→ EXERCISE GOAL
Repeat all of the records verbatim.
*-*-*
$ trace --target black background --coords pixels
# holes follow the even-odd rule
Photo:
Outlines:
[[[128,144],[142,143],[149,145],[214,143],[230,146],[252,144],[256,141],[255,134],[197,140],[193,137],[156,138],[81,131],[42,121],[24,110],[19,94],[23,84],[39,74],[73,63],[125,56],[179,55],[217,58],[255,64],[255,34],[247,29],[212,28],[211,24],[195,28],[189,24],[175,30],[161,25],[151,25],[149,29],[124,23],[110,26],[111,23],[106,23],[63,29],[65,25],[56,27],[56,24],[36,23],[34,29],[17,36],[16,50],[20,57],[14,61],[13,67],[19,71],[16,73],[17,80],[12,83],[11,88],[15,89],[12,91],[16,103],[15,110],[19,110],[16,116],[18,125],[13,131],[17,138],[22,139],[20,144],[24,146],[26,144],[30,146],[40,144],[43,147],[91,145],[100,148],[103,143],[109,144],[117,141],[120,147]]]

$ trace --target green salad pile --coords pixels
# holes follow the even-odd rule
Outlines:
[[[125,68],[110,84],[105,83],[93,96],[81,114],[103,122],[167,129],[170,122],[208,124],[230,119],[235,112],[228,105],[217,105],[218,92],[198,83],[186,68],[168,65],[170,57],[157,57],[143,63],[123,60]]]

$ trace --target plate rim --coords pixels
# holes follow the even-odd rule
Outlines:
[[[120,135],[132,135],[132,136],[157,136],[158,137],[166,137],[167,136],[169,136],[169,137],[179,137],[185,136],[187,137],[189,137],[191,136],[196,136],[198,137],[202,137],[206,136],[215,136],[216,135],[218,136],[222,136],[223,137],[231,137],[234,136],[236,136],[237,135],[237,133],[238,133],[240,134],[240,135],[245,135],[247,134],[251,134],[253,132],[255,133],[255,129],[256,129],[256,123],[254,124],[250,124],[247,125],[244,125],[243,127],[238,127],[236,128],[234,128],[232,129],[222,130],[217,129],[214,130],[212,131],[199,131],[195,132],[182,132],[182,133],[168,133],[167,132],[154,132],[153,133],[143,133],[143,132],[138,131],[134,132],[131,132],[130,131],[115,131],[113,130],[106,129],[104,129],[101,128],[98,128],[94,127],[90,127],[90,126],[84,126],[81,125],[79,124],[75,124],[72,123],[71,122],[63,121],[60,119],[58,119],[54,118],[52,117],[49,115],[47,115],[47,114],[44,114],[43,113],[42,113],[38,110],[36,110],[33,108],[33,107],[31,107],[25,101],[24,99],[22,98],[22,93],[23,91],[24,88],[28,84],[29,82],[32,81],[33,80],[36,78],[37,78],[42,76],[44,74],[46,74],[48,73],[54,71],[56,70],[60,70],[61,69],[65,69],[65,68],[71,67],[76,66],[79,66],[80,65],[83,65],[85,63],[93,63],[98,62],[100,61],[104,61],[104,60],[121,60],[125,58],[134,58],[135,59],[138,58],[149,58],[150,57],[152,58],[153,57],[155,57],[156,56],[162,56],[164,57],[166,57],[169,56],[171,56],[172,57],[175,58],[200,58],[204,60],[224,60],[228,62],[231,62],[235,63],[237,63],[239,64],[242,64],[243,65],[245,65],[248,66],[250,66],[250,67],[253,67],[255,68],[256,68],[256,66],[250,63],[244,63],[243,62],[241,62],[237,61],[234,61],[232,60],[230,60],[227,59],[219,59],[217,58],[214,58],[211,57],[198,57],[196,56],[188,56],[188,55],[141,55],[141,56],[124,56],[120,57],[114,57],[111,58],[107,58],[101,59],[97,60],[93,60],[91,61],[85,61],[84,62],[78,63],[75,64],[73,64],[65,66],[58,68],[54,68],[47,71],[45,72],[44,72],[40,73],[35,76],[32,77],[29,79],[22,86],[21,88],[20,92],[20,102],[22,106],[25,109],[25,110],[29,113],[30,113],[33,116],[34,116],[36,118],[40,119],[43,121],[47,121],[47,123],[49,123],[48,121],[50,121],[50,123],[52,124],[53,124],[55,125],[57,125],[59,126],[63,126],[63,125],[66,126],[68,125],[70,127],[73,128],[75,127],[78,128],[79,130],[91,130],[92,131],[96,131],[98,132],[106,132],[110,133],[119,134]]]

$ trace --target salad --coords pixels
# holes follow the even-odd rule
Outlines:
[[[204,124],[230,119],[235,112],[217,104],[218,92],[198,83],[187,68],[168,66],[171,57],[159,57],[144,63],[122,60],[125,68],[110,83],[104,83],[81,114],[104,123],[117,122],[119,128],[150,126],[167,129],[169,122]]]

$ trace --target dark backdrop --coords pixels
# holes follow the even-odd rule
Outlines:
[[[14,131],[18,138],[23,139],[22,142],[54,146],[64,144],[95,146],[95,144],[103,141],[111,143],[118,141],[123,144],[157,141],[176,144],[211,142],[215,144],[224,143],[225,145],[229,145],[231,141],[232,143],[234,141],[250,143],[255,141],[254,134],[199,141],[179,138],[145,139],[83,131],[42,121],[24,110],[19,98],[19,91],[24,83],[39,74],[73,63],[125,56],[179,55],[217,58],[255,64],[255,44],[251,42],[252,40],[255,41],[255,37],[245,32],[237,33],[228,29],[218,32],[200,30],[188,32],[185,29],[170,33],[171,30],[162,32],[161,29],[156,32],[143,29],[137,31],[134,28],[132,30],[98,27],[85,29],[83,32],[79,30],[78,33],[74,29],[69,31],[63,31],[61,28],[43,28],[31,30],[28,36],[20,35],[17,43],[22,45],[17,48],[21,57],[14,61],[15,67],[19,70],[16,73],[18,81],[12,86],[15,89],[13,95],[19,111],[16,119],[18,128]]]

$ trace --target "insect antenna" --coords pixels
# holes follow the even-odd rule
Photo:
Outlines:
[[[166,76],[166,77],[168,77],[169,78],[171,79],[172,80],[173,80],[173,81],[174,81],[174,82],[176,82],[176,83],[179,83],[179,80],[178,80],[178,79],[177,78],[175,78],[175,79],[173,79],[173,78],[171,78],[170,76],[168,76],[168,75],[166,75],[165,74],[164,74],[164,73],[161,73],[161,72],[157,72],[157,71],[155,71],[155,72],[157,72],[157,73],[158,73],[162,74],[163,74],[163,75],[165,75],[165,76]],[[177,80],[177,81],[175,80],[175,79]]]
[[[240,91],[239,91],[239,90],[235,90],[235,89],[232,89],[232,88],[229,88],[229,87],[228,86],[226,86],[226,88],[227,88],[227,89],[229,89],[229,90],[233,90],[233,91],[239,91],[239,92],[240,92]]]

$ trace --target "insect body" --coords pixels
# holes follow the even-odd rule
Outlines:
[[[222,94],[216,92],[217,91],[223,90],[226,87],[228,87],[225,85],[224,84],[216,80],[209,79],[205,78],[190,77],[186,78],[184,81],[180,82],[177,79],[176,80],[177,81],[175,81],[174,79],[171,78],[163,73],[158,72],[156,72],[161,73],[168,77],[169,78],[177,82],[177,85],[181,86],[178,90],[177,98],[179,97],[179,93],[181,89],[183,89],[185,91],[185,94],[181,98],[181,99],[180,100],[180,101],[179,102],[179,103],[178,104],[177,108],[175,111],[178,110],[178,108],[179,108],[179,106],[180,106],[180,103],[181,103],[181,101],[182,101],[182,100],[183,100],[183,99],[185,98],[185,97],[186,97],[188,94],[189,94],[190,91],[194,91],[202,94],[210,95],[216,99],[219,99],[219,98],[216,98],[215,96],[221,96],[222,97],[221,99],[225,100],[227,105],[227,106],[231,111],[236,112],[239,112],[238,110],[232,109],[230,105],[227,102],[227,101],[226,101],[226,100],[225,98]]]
*-*-*
→ PROBLEM SOLUTION
$ trace --target black background --coords pixels
# holes follow the even-odd rule
Photo:
Outlines:
[[[128,144],[142,143],[149,145],[214,143],[230,146],[252,144],[256,141],[255,134],[197,140],[193,137],[156,138],[81,131],[42,121],[24,110],[19,94],[23,84],[39,74],[73,63],[125,56],[179,55],[217,58],[255,64],[255,34],[247,29],[212,28],[211,24],[195,28],[189,24],[175,30],[161,25],[151,25],[149,29],[124,23],[110,26],[111,23],[106,23],[63,29],[65,25],[56,27],[56,24],[36,23],[34,29],[17,36],[16,50],[20,57],[14,61],[13,67],[19,71],[16,73],[17,80],[12,83],[11,88],[15,89],[12,91],[16,103],[15,110],[19,110],[16,116],[18,125],[13,131],[17,138],[22,139],[20,144],[24,146],[26,144],[30,146],[40,144],[43,147],[91,145],[100,148],[103,143],[109,144],[117,141],[120,147]]]

$ trace --target green salad pile --coords pixels
# holes follow the even-odd rule
Outlines:
[[[125,68],[110,84],[105,83],[93,96],[81,114],[103,122],[167,129],[170,122],[208,124],[230,119],[235,112],[228,105],[217,105],[218,92],[198,83],[186,68],[168,65],[170,57],[157,57],[143,63],[123,60]]]

$ trace --target plate rim --coords pixels
# holes follow the even-odd rule
Outlines:
[[[120,135],[132,135],[132,136],[157,136],[158,137],[166,137],[167,136],[169,136],[169,137],[179,137],[185,136],[187,137],[189,137],[191,136],[196,136],[198,137],[202,137],[206,136],[215,136],[216,135],[218,136],[222,136],[223,137],[231,137],[234,136],[236,136],[237,135],[237,133],[238,133],[240,134],[240,135],[245,135],[247,134],[251,134],[253,132],[255,133],[255,129],[256,129],[256,123],[254,124],[250,124],[247,125],[244,125],[243,127],[238,127],[236,128],[234,128],[232,129],[222,130],[217,129],[214,130],[212,131],[199,131],[195,132],[182,132],[182,133],[168,133],[167,132],[154,132],[153,133],[143,133],[143,132],[138,131],[134,132],[131,132],[130,131],[115,131],[113,130],[106,129],[104,129],[101,128],[98,128],[94,127],[90,127],[90,126],[84,126],[81,125],[79,124],[75,124],[72,123],[71,122],[63,121],[60,119],[58,119],[54,118],[52,117],[49,115],[47,115],[47,114],[44,114],[43,113],[42,113],[38,110],[36,110],[33,108],[33,107],[31,107],[25,101],[24,99],[22,98],[22,93],[23,91],[24,88],[28,84],[29,82],[32,81],[33,80],[36,78],[37,78],[42,76],[44,74],[46,74],[48,73],[54,71],[56,70],[60,70],[61,69],[65,69],[65,68],[71,67],[76,66],[79,66],[80,65],[83,65],[85,63],[93,63],[98,62],[100,61],[104,61],[104,60],[121,60],[125,58],[134,58],[135,59],[138,58],[149,58],[150,57],[152,58],[153,57],[155,57],[156,56],[162,56],[164,57],[166,57],[169,56],[171,56],[172,57],[175,58],[200,58],[204,60],[224,60],[228,62],[231,62],[235,63],[237,63],[239,64],[242,64],[243,65],[245,65],[248,66],[250,66],[250,67],[253,67],[255,68],[256,68],[256,66],[250,63],[244,63],[243,62],[241,62],[237,61],[234,61],[232,60],[230,60],[227,59],[219,59],[217,58],[214,58],[211,57],[198,57],[196,56],[188,56],[188,55],[141,55],[141,56],[124,56],[120,57],[114,57],[111,58],[107,58],[101,59],[97,60],[93,60],[91,61],[85,61],[84,62],[78,63],[75,64],[73,64],[65,66],[58,68],[54,68],[47,71],[45,72],[44,72],[40,73],[35,76],[32,77],[29,79],[22,86],[21,88],[20,92],[20,102],[22,106],[25,109],[25,110],[29,113],[30,113],[33,116],[34,116],[36,118],[40,119],[43,121],[47,121],[47,123],[49,123],[48,121],[50,121],[50,123],[52,124],[53,124],[55,125],[57,125],[59,126],[63,126],[63,125],[66,126],[68,125],[70,127],[73,128],[75,127],[78,128],[79,130],[91,130],[92,131],[96,131],[98,132],[106,132],[110,133],[119,134]]]

$ trace --target salad --coords pixels
# holes follow the even-odd rule
Outlines:
[[[204,124],[230,119],[235,112],[217,104],[218,92],[198,83],[187,68],[168,66],[171,57],[159,57],[144,63],[122,60],[125,68],[110,83],[104,83],[81,114],[104,123],[117,122],[119,128],[150,126],[167,129],[169,122]]]

$ trace --target dark backdrop --coords pixels
# holes follow the even-odd rule
Outlines:
[[[14,131],[18,138],[23,139],[22,142],[54,146],[64,144],[95,146],[95,144],[103,141],[111,143],[118,141],[123,144],[157,141],[176,144],[211,142],[215,144],[224,143],[225,145],[229,145],[231,141],[232,143],[234,141],[250,143],[255,141],[254,134],[199,141],[179,138],[145,139],[83,131],[42,121],[24,110],[19,98],[19,91],[24,83],[39,74],[73,63],[125,56],[179,55],[217,58],[255,64],[255,44],[251,42],[252,40],[255,41],[255,37],[245,32],[237,33],[228,29],[218,32],[200,30],[188,32],[185,29],[170,33],[171,30],[162,32],[161,29],[156,32],[143,29],[137,31],[134,28],[132,30],[98,27],[85,29],[83,32],[79,30],[78,33],[74,29],[69,31],[63,31],[61,28],[43,28],[31,30],[28,36],[20,35],[17,43],[22,45],[17,48],[21,57],[14,61],[15,67],[19,70],[16,73],[18,81],[12,86],[15,89],[13,95],[19,111],[16,119],[18,128]]]

$ trace --target "insect antenna" --coords pixels
# holes follow the even-odd rule
Photo:
Outlines:
[[[166,76],[166,77],[168,77],[169,78],[171,79],[172,80],[173,80],[173,81],[174,81],[174,82],[176,82],[176,83],[179,83],[179,80],[178,80],[178,79],[177,78],[175,78],[175,79],[173,79],[173,78],[171,78],[170,76],[168,76],[168,75],[166,75],[165,74],[164,74],[164,73],[161,73],[161,72],[157,72],[157,71],[155,71],[155,72],[157,72],[157,73],[158,73],[162,74],[163,74],[163,75],[165,75],[165,76]],[[177,80],[177,81],[175,80],[175,79]]]
[[[240,91],[239,91],[239,90],[235,90],[235,89],[232,89],[232,88],[229,88],[229,87],[228,86],[226,86],[226,88],[227,88],[227,89],[229,89],[229,90],[233,90],[233,91],[239,91],[239,92],[240,92]]]

$ trace --target "insect body" --coords pixels
# holes follow the even-odd rule
Outlines:
[[[222,94],[216,92],[217,91],[223,90],[226,87],[228,87],[225,85],[224,84],[216,80],[209,79],[205,78],[190,77],[186,78],[184,81],[180,82],[177,79],[176,80],[177,81],[175,81],[174,79],[171,78],[163,73],[158,72],[156,72],[161,73],[168,77],[169,78],[177,82],[177,85],[181,86],[178,90],[177,98],[179,97],[179,93],[181,89],[183,89],[185,91],[185,94],[181,98],[181,99],[180,100],[180,101],[179,102],[179,103],[178,104],[177,108],[175,111],[178,110],[178,108],[179,108],[179,106],[180,106],[180,103],[181,103],[181,101],[182,101],[182,100],[183,100],[183,99],[185,98],[185,97],[186,97],[188,94],[189,94],[190,91],[194,91],[202,94],[210,95],[216,99],[219,99],[219,98],[216,98],[215,96],[221,96],[222,97],[221,99],[225,100],[227,105],[227,106],[231,111],[236,112],[239,112],[238,110],[232,109],[230,105],[227,102],[227,101],[226,101],[226,100],[225,98]]]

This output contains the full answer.